■ **INSTRUCTIONS FOR THE TASK**: Work through the records that follow and return each line containing the word "bell".

■ **SUPPLIED DATA**:

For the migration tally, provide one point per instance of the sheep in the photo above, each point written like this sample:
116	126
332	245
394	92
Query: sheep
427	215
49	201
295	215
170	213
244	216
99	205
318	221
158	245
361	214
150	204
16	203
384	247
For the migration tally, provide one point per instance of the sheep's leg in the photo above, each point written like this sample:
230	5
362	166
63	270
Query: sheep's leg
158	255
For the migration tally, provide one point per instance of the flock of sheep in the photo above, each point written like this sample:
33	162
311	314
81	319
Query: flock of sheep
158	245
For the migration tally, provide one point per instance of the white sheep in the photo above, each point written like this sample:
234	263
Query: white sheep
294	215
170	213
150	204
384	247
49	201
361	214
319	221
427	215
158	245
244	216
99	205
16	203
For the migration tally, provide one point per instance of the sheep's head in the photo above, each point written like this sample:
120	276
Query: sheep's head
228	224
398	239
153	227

--

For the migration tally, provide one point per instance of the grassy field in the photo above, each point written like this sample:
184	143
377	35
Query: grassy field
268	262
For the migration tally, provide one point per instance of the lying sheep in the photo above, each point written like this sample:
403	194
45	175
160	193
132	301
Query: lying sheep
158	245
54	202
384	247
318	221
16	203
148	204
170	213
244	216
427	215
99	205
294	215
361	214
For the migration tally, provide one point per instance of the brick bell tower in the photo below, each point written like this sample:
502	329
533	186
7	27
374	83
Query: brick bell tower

==

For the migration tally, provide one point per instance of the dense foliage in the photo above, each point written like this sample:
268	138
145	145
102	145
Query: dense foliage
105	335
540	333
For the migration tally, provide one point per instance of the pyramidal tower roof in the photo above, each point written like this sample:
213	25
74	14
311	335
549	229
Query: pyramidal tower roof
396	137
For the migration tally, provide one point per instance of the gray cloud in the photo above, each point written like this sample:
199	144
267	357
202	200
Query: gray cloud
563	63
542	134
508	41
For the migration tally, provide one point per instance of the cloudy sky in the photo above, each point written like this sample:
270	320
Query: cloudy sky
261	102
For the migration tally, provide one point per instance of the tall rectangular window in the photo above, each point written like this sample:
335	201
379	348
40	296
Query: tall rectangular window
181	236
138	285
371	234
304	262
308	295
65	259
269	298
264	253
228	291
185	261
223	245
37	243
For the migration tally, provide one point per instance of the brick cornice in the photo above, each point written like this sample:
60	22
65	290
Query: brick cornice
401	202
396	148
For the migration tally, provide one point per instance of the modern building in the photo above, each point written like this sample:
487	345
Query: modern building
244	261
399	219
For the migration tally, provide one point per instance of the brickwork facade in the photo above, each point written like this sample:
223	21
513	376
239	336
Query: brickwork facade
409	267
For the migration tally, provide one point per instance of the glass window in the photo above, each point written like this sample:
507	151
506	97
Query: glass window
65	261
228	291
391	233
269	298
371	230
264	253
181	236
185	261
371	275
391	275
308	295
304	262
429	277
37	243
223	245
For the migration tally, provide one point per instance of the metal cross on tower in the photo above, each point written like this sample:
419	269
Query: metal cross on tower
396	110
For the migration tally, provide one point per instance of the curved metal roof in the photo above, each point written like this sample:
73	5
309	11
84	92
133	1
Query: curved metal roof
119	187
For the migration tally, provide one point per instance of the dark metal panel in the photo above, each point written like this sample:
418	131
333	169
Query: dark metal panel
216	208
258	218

■ **EXPECTED OUTPUT**:
For the migration tally, provide one point per instance of the brick bell tower in the photo below, each point written like this sample:
Query: brick bell tower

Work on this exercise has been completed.